◆ **Challenge**
Write out the listing below exactly, and omit any images you find in it.
* * *
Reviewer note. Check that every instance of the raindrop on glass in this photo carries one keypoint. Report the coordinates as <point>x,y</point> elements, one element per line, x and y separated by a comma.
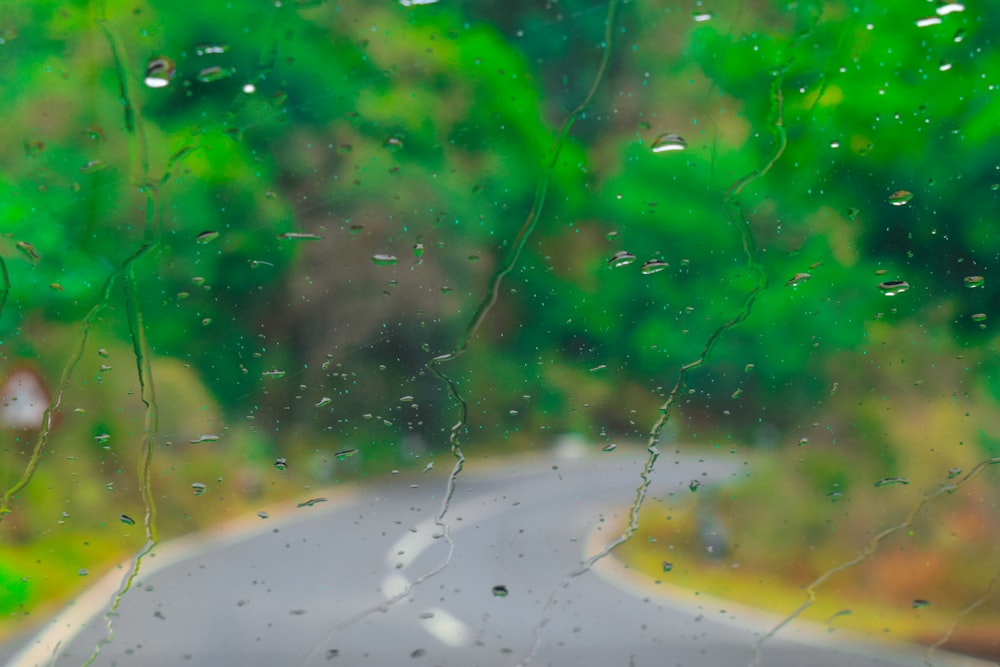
<point>621,258</point>
<point>299,236</point>
<point>214,73</point>
<point>893,287</point>
<point>654,266</point>
<point>798,279</point>
<point>159,72</point>
<point>384,260</point>
<point>93,166</point>
<point>211,48</point>
<point>668,142</point>
<point>206,237</point>
<point>900,197</point>
<point>892,481</point>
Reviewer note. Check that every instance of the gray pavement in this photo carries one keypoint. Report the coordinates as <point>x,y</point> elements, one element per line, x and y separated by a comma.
<point>345,582</point>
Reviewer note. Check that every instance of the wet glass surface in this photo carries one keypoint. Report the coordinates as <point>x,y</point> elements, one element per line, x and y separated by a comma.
<point>501,334</point>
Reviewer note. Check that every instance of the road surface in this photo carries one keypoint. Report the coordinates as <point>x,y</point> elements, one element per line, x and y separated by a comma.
<point>339,583</point>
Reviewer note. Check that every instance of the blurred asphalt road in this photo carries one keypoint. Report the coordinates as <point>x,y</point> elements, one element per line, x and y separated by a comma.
<point>311,587</point>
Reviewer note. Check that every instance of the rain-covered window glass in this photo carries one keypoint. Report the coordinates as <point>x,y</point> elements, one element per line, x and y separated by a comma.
<point>562,332</point>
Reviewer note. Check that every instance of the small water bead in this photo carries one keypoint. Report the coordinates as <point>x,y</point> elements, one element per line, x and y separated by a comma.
<point>654,266</point>
<point>93,166</point>
<point>892,481</point>
<point>214,73</point>
<point>211,48</point>
<point>160,72</point>
<point>668,142</point>
<point>900,197</point>
<point>798,279</point>
<point>893,287</point>
<point>621,258</point>
<point>299,236</point>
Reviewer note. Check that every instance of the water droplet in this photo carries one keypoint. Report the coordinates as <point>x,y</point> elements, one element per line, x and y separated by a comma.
<point>28,250</point>
<point>893,287</point>
<point>214,73</point>
<point>206,237</point>
<point>211,48</point>
<point>384,260</point>
<point>668,142</point>
<point>945,8</point>
<point>621,258</point>
<point>654,266</point>
<point>92,166</point>
<point>798,279</point>
<point>900,197</point>
<point>160,72</point>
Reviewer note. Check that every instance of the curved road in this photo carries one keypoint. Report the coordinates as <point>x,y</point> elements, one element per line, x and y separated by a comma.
<point>311,587</point>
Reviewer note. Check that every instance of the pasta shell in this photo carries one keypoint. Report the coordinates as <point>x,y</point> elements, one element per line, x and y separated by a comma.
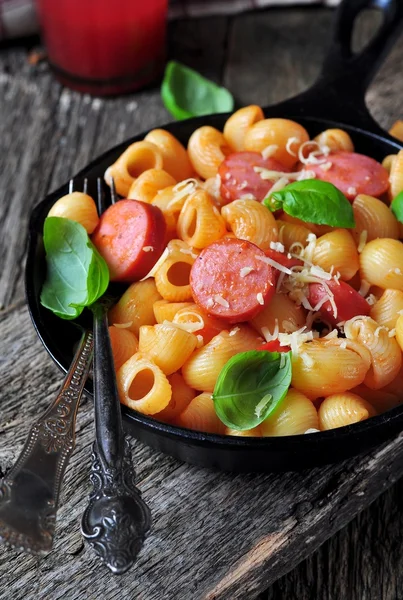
<point>324,367</point>
<point>77,207</point>
<point>338,250</point>
<point>203,367</point>
<point>249,220</point>
<point>200,223</point>
<point>375,218</point>
<point>339,410</point>
<point>386,310</point>
<point>167,345</point>
<point>386,356</point>
<point>207,149</point>
<point>255,432</point>
<point>276,132</point>
<point>124,344</point>
<point>142,385</point>
<point>135,307</point>
<point>396,175</point>
<point>174,155</point>
<point>335,140</point>
<point>381,263</point>
<point>200,415</point>
<point>182,395</point>
<point>146,186</point>
<point>296,414</point>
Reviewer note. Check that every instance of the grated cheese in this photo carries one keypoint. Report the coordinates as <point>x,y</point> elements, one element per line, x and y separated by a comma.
<point>269,150</point>
<point>188,325</point>
<point>362,240</point>
<point>274,263</point>
<point>277,246</point>
<point>290,142</point>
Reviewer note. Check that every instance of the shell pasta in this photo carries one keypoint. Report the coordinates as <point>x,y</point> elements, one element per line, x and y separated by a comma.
<point>264,277</point>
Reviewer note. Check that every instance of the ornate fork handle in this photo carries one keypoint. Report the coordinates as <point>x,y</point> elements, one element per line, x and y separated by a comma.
<point>29,493</point>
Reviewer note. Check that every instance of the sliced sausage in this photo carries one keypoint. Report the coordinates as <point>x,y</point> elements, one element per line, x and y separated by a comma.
<point>349,303</point>
<point>130,236</point>
<point>239,178</point>
<point>353,174</point>
<point>230,280</point>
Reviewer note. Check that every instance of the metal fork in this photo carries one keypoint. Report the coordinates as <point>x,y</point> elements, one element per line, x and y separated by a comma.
<point>117,519</point>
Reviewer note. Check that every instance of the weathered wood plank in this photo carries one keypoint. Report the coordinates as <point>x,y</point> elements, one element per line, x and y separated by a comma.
<point>240,532</point>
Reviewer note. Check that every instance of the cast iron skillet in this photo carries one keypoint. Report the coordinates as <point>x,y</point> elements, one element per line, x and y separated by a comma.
<point>335,100</point>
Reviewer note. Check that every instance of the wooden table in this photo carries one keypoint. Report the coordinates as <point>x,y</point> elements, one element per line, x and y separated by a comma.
<point>215,535</point>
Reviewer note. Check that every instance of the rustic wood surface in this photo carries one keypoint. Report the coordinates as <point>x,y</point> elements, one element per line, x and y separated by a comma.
<point>215,536</point>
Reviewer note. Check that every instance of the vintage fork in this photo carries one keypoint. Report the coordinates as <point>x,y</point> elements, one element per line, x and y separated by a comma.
<point>117,519</point>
* * *
◆ **Finished answer**
Reviewer note. Check that every instance of the raindrop on glass in this photo carries one keypoint. Report the coordinates as <point>x,y</point> elements, one element per line, x and y separated by a comma.
<point>621,258</point>
<point>299,236</point>
<point>214,73</point>
<point>893,287</point>
<point>654,266</point>
<point>798,279</point>
<point>159,72</point>
<point>384,260</point>
<point>93,166</point>
<point>211,48</point>
<point>668,142</point>
<point>206,237</point>
<point>900,197</point>
<point>892,481</point>
Reviewer note. Check that every instance of the gray pavement in this photo carries one keypoint. Report the coordinates as <point>x,y</point> elements, one element per line, x and y separated by a comma.
<point>345,582</point>
Reviewer note. Check that every instance of the wet glass surface in this photo carries one keypoint. Report the coordinates as <point>x,y</point> elements, one element per line, x and y separated by a comma.
<point>501,334</point>
Reviewer note. Check that every instance of the road surface in this photo carries one keypoint. Report the coordinates as <point>x,y</point> elements, one element per line, x and y separated by a comma.
<point>339,583</point>
Reviewer note. Check that every instance of the blurred asphalt road in this photo carries one keypoint. Report the coordinates as <point>x,y</point> elements, one element per line, x and y separated by a comma.
<point>311,587</point>
Reviewer note. Check that every instance of the rain-covered window glass in this photo carries one keypoint. Report the coordinates as <point>x,y</point> elements, one element per line, x and y separated by a comma.
<point>562,332</point>
Reviewer note. Check that every instance of the small water bead in this photo carries one keypoint. Report the coordinates as <point>x,y</point> elements, one element per line, x and y separated by a comma.
<point>654,266</point>
<point>93,166</point>
<point>892,481</point>
<point>214,73</point>
<point>211,48</point>
<point>160,72</point>
<point>668,142</point>
<point>900,197</point>
<point>798,279</point>
<point>893,287</point>
<point>621,258</point>
<point>299,236</point>
Reviewer note. Check that every instance of the water droplet in this photo carries one keypoint. Report the coordinates as <point>x,y</point> elements, one element per line, x and y separated by a comma.
<point>28,250</point>
<point>893,287</point>
<point>214,73</point>
<point>206,237</point>
<point>211,48</point>
<point>384,260</point>
<point>668,142</point>
<point>945,8</point>
<point>621,258</point>
<point>654,266</point>
<point>92,166</point>
<point>798,279</point>
<point>900,197</point>
<point>160,72</point>
Reviewer note. Check that every instance of the curved road in this photo carries one keypoint. Report the coordinates as <point>x,y</point> elements, one element per line, x and y separated by a comma.
<point>311,587</point>
Reviewer note. Check that every instance of the pasta shell in this photo carries one keypoint. Report the coordinates as <point>x,y</point> elements, one element per line, x and y separated by a comma.
<point>324,367</point>
<point>77,207</point>
<point>338,250</point>
<point>203,367</point>
<point>249,220</point>
<point>200,223</point>
<point>375,218</point>
<point>339,410</point>
<point>386,310</point>
<point>167,345</point>
<point>386,356</point>
<point>207,149</point>
<point>255,432</point>
<point>276,132</point>
<point>124,344</point>
<point>142,385</point>
<point>135,307</point>
<point>396,175</point>
<point>174,155</point>
<point>335,140</point>
<point>381,263</point>
<point>200,415</point>
<point>182,395</point>
<point>146,186</point>
<point>296,414</point>
Reviewer note. Check that every instance of the grated cheese in this photo carries one keypoint. Report the coordinates as <point>x,y</point> elements, one element per line, x and y separated by a comma.
<point>269,150</point>
<point>188,325</point>
<point>362,240</point>
<point>274,263</point>
<point>277,246</point>
<point>290,142</point>
Reviewer note. Check that every instance of the shell pasta in this photo carries one keypoint. Report the coordinates as <point>x,y</point> elements, one element per line, x and y separated by a comma.
<point>264,277</point>
Reviewer note. Check that every instance of the ornate fork handle in this photo carries one keypoint. Report the coordinates as <point>x,y</point> elements, one element per line, x and y separated by a comma.
<point>29,493</point>
Reviewer note. Check that every instance of the sliced sausage in this photo carries one keypoint. Report the coordinates as <point>x,y</point> elements, one element per line, x and y separated by a comma.
<point>349,303</point>
<point>130,236</point>
<point>239,178</point>
<point>353,174</point>
<point>230,280</point>
Reviewer note. Check that every instance of the metal fork in this photo carries one keypoint. Report the coordinates as <point>x,y</point> elements, one element per line, x and y separated by a comma.
<point>117,519</point>
Reviewer note. Check that every instance of the weathered wood plank in this photo carries one keypoint. Report the coordinates as <point>x,y</point> elements, one element per line, x and y separated by a comma.
<point>240,532</point>
Reviewer note. Check that every instance of the cast iron skillet in this photo carries one keypoint. Report the coordinates as <point>x,y</point> elements, one element per line, x and y separated by a comma.
<point>335,100</point>
Reviewer note. Check that every instance of the wooden table in this photo carries one keypoint. Report the coordinates as <point>x,y</point> elements, one element per line, x and y separated by a comma.
<point>215,535</point>
Reviewer note. Check that every instance of the rustic wood surface in this photo carries one keypoint. Report the coordinates as <point>x,y</point> elements, one element per line, x and y separated by a comma.
<point>215,536</point>
Reviewer note. Check that every instance of the vintage fork in this photo carries one keypoint. Report the coordinates as <point>x,y</point> elements, one element per line, x and y separated by a comma.
<point>117,519</point>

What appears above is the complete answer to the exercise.